## Instruction A:
In the review thread, turn the paragraph beginning "Reviewed the security-critical paths" into a short bulleted list that keeps its main facts.
## Instruction B:
Write the next part of the review thread, picking up right after its final line.

## Page:
*-*-*
Happy to re-review quickly once the CI fix + mirror sync land; the security binding (issue 3) and the ADR reconciliation (issue 4) are the two I'd most like to see addressed before merge.

test_prompts.py:_config built base from a homogeneous str literal, so ty
inferred dict[str, str] and rejected the spread into TaskConfig's
bool/int/list fields (17 invalid-argument-type errors). Annotate base as
dict[str, Any], matching the existing helper in test_runner.py. This
failure was previously masked by the lint syntax error that aborted the
build before typecheck ran.
@ayushtr-aws

ayushtr-aws commented Jun 10, 2026

Copy link
Copy Markdown
Contributor

Code Review — Jira Cloud Integration

Reviewed the security-critical paths (webhook HMAC verification, OAuth resolution/refresh, task creation, agent runtime). Overall this is solid, production-minded work that faithfully mirrors the Linear adapter with well-documented divergences. Below are the findings.

Significant issues

1. Agent-side token refresh can permanently break a tenant (Atlassian rotating refresh tokens)
*-*-*
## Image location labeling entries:

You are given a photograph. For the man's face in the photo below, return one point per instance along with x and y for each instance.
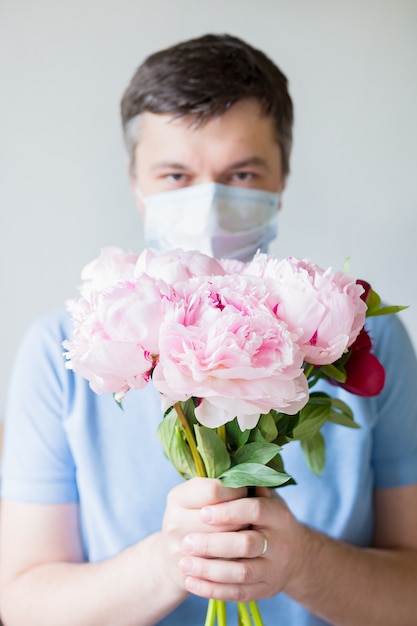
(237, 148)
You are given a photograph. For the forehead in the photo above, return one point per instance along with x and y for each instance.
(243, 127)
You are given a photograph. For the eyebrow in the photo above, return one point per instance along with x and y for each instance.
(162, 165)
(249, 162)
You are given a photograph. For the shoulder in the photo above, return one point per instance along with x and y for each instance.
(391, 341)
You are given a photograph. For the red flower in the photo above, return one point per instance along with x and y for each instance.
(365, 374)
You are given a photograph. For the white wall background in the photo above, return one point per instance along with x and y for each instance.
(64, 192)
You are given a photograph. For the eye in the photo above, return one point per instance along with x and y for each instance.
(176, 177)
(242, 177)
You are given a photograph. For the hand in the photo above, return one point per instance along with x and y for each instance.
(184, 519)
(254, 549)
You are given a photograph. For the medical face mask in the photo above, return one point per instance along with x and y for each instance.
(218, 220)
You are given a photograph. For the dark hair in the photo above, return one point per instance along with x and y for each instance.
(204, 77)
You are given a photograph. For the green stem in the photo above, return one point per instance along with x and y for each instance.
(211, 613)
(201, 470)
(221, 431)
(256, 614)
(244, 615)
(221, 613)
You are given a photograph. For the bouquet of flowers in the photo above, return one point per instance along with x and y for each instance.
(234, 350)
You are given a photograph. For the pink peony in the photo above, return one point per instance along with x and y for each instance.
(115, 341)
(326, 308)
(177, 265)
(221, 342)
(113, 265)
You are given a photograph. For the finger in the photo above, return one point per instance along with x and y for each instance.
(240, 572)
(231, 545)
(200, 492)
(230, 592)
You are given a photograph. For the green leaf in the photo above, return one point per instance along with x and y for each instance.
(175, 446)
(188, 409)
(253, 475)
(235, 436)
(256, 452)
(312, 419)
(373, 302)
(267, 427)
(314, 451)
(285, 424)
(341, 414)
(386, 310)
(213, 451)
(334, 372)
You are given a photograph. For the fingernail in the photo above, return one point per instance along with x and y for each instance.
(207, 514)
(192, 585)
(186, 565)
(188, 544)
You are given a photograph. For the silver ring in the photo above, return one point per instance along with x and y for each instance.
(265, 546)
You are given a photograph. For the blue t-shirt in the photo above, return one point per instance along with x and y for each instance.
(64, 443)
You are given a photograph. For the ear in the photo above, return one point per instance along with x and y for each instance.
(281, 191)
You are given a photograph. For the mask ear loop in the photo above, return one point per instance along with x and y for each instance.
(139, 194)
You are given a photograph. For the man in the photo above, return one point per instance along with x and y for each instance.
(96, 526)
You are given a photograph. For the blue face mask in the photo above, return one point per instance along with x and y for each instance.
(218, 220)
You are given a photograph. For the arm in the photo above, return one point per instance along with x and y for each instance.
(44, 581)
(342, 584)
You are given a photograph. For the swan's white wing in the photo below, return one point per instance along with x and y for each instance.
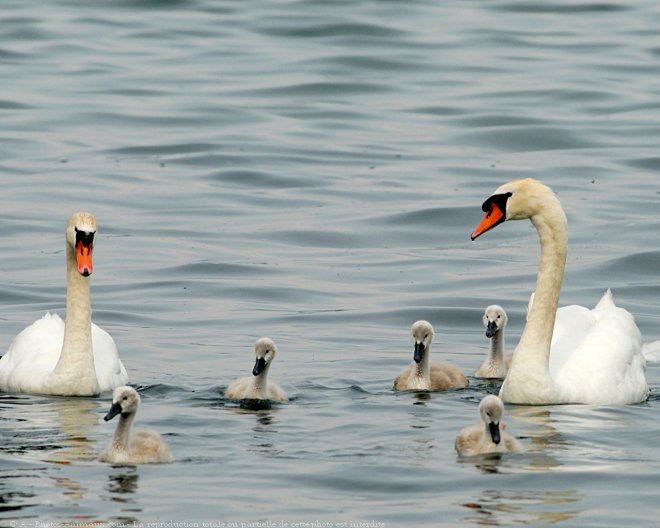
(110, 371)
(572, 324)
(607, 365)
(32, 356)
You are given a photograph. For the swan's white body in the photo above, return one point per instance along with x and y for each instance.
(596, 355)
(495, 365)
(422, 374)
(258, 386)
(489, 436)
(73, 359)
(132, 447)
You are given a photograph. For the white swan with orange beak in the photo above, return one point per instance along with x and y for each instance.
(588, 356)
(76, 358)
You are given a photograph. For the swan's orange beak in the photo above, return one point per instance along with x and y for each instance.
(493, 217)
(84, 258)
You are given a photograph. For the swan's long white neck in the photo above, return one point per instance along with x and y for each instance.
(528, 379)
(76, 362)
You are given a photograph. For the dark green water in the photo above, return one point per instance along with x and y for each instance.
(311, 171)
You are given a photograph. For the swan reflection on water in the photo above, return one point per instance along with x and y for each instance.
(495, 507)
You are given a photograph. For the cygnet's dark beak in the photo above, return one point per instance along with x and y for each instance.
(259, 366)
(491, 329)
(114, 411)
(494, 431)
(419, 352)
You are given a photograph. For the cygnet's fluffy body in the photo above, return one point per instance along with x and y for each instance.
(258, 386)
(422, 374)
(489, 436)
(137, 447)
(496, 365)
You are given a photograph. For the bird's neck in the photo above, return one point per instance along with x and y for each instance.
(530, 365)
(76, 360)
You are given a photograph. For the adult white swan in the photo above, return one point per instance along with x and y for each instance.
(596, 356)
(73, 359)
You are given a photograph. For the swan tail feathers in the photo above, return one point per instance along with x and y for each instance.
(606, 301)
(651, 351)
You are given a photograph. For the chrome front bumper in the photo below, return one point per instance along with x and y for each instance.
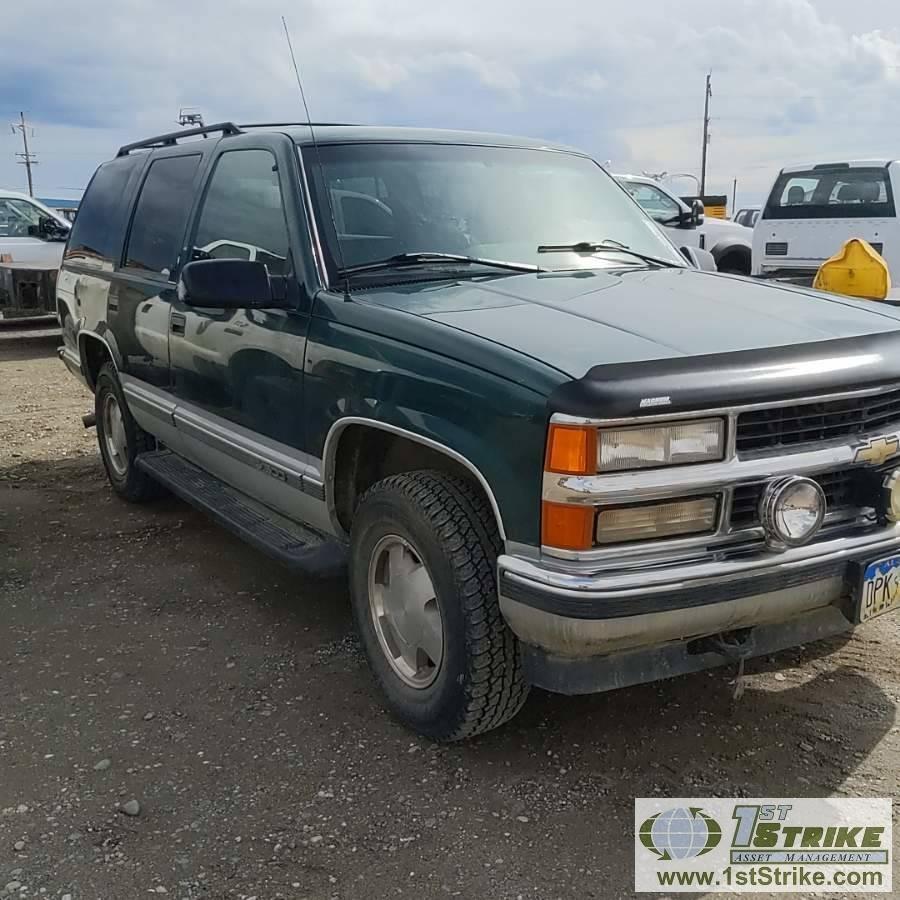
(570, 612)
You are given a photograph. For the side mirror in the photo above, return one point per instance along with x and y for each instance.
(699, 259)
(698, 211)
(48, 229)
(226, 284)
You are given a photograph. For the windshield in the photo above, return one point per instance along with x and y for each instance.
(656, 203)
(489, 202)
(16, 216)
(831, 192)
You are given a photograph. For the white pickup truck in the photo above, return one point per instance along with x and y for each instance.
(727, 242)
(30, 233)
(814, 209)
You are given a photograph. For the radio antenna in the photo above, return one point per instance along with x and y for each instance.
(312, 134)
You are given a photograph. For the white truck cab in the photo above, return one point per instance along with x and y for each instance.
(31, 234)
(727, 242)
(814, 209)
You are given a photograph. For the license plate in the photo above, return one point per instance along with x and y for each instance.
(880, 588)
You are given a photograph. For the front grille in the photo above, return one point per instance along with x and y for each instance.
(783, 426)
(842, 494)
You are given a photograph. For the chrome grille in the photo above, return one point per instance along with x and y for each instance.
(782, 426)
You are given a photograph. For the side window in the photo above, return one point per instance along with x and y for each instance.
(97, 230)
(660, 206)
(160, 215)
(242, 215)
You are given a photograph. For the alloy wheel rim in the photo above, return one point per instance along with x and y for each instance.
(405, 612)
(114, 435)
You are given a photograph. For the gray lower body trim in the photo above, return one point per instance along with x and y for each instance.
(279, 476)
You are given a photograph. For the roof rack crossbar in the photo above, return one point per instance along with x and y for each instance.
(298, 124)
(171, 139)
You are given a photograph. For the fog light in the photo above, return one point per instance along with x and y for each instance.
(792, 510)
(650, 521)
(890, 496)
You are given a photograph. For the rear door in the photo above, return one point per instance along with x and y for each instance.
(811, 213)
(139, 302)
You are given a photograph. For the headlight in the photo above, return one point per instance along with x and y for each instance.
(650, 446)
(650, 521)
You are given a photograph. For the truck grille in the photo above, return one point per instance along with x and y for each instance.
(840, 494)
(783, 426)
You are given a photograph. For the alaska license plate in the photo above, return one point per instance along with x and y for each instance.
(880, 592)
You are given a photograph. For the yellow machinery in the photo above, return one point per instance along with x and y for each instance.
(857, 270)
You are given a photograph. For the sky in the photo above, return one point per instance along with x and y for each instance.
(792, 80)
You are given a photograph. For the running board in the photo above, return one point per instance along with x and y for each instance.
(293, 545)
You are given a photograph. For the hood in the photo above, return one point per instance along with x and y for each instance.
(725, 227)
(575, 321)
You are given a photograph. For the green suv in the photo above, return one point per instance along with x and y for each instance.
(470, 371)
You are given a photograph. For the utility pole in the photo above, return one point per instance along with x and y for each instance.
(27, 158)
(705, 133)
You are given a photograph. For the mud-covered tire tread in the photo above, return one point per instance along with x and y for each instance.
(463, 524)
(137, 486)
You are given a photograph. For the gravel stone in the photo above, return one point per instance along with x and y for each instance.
*-*-*
## Exercise output A:
- Paths reviewed: webhook HMAC verification, OAuth resolution/refresh, task creation, and agent runtime.
- Overall verdict: solid, production-minded work.
- It faithfully mirrors the Linear adapter, and its divergences are well documented.
- The findings follow.

## Exercise output B:
agent/src/config.py::resolve_jira_oauth_token refreshes an expiring token in-memory but, by design, cannot persist it (the agent role has GetSecretValue only). The TS resolver itself documents that "Atlassian rotates refresh_tokens on every use" (jira-oauth-resolver.ts). So when the agent path actually fires a refresh:

  • It consumes the stored refresh_token; Atlassian invalidates it.
  • The new refresh_token lives only in the agent's memory and is discarded at task end.
  • The Secrets Manager copy now holds a dead refresh token → the next Lambda/agent resolve gets invalid_grant → tenant requires re-onboarding.

This differs from Linear, whose copied trust model assumes the stored refresh token survives. It only triggers if the agent catches a token within 60s of expiry before any Lambda refreshes it, but when it hits it silently breaks the tenant. Consider having the agent never refresh — fail closed and let the orchestrator/Lambda path (which has PutSecretValue) own all refreshes. Worth confirming against Atlassian's rotating-refresh-token semantics before merge.

2. Image-attachment extraction is likely dead code for real Jira issues
jira-webhook-processor.ts::extractImageUrlAttachments scans the converted markdown for ![](https://…) syntax. But the ADF walker (walkAdf) has no media/mediaSingle case — Jira embeds images as media nodes with attrs (id/url), never as markdown image text. The default branch descends into content, and media nodes carry no text, so no image URL is ever emitted. Net effect: the regex matches almost nothing for typical Jira issues. Low severity (documented as a minimal converter), but it gives a false impression of working. Either add a media case or drop the extraction until it's real.

Minor issues

3. ADF→markdown conversion runs twice per issue. buildTaskDescription calls extractDescriptionMarkdown, then the attachments line calls it again on the same issue.fields?.description. Compute once and reuse.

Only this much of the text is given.